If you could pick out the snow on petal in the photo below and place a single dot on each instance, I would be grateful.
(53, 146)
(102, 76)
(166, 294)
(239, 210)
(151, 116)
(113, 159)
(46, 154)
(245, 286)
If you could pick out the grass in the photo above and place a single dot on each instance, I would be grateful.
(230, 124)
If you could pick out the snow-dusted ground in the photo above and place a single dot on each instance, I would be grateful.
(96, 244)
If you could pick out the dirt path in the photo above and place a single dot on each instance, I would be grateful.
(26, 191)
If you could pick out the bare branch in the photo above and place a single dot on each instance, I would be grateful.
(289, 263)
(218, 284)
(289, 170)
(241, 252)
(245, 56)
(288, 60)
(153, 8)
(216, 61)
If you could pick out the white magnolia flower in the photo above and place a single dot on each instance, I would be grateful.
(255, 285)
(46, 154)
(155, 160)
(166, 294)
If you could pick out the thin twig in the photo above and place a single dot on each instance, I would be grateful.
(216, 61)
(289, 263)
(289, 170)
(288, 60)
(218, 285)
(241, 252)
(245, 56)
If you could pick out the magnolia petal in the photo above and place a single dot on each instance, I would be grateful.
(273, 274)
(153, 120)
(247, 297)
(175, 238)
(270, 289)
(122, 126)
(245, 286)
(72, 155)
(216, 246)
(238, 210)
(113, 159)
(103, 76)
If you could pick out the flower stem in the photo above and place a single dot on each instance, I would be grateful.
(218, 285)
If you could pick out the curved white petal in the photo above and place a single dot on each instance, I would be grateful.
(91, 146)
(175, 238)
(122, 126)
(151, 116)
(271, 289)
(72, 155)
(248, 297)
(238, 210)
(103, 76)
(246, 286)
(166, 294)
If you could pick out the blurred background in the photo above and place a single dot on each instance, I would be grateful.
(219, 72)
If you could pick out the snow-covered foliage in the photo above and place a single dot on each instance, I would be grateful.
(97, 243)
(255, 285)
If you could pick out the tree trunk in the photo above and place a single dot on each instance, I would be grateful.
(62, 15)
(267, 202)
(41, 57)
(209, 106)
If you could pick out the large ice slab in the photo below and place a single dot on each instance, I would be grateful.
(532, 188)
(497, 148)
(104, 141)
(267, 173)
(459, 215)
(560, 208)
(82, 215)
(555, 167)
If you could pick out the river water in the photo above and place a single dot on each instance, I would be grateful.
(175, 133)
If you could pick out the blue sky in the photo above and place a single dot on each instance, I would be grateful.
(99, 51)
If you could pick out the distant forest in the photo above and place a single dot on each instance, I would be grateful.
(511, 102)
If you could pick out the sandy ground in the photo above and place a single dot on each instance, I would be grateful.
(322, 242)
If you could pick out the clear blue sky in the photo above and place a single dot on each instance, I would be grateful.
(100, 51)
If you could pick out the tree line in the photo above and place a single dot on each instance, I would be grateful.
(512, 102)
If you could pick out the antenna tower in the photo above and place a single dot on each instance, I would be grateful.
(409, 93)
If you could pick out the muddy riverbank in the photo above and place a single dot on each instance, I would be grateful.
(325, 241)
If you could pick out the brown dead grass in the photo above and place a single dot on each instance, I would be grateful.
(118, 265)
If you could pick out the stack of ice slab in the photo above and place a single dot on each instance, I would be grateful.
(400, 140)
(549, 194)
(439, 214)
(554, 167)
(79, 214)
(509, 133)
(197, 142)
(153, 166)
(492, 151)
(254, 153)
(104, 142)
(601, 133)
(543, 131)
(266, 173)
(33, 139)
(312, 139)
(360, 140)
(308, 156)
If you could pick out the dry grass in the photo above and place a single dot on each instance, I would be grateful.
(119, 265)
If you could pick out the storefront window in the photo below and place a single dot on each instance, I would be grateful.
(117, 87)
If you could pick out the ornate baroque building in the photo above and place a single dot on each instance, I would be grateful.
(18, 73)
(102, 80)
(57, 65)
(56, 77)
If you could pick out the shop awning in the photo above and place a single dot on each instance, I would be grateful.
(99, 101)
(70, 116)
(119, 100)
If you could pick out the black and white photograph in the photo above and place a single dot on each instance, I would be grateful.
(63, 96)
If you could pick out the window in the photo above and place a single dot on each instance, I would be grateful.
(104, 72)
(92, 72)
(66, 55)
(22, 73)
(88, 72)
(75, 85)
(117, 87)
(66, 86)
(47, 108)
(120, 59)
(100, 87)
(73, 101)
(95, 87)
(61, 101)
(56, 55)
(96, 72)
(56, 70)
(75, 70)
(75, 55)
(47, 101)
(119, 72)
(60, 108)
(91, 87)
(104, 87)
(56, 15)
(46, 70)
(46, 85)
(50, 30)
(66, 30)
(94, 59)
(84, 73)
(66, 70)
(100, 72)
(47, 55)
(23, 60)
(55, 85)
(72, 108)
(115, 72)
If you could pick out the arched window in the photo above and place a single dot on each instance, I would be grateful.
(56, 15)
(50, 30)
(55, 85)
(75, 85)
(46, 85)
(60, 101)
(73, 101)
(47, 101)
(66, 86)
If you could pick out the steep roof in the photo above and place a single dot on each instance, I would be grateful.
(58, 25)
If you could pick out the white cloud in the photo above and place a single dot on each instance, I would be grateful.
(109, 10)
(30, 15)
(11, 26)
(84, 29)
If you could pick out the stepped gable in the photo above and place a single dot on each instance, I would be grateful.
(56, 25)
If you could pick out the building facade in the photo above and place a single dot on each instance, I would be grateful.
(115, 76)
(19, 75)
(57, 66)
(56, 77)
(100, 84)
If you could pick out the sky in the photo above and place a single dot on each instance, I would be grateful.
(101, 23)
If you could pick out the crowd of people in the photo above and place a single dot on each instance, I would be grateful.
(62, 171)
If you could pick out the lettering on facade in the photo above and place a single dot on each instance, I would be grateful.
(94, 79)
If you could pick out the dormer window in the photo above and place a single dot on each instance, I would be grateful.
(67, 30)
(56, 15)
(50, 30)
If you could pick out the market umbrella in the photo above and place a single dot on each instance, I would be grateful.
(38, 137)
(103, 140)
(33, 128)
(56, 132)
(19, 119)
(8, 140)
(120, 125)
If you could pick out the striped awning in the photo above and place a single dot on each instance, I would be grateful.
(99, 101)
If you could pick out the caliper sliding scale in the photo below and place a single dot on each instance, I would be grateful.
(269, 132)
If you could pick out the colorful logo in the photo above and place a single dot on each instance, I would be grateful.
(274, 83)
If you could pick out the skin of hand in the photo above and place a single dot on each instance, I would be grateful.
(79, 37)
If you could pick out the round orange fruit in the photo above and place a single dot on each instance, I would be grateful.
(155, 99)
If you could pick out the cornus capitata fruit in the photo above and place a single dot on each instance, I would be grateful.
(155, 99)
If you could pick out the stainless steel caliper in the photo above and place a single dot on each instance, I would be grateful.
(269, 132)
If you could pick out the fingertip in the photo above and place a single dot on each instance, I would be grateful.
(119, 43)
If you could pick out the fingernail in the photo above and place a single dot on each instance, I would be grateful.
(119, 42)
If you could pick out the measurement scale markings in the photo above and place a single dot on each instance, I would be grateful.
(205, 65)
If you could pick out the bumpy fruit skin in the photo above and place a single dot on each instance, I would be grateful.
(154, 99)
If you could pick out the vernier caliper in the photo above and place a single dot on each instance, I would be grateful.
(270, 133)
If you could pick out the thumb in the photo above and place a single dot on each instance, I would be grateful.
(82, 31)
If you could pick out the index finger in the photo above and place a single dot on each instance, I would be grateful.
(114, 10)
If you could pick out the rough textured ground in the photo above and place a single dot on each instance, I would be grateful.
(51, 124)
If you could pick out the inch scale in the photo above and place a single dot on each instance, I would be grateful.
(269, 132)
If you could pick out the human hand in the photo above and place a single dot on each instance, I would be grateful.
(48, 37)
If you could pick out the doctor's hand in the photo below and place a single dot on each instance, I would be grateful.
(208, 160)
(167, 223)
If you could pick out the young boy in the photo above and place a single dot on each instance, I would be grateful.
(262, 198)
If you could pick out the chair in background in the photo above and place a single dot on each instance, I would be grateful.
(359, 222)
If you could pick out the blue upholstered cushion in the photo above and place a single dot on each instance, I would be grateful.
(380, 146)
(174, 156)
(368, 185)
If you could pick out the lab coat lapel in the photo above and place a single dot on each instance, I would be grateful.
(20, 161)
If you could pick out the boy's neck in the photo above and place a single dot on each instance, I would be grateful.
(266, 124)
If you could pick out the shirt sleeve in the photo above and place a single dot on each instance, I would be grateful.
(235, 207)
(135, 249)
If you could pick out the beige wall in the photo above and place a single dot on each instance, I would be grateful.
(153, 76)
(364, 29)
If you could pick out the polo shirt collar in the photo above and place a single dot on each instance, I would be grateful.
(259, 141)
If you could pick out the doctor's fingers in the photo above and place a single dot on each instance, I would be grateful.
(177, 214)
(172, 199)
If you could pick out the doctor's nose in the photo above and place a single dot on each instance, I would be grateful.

--- Task brief ---
Transcribe exactly, and only, the lines from the one bearing "If you could pick out the lab" through the last line of the entries, counting both.

--- Task result ---
If you could pick out the lab coat lapel in the photo above and place a single dot on each instance, I would be grateful.
(20, 161)
If you could pick out the boy's neck in the photo above and place a single dot on each instance, I would be grateful.
(266, 124)
If you could pick out the shirt sleeve in the photo above and place a single dot on each instance, I would be grateful.
(235, 207)
(135, 249)
If you could pick out the beige wall in the photo above and place a single dot on each instance, I would be grateful.
(153, 76)
(364, 29)
If you could pick out the polo shirt collar in the photo above and place a single dot on each instance, I would be grateful.
(259, 141)
If you could pick out the doctor's fingers in the photo above and place a single dot on each instance, I would be grateful.
(177, 214)
(172, 199)
If you could pick out the doctor's nose in the photo above and place a single dot on each instance, I would be grateful.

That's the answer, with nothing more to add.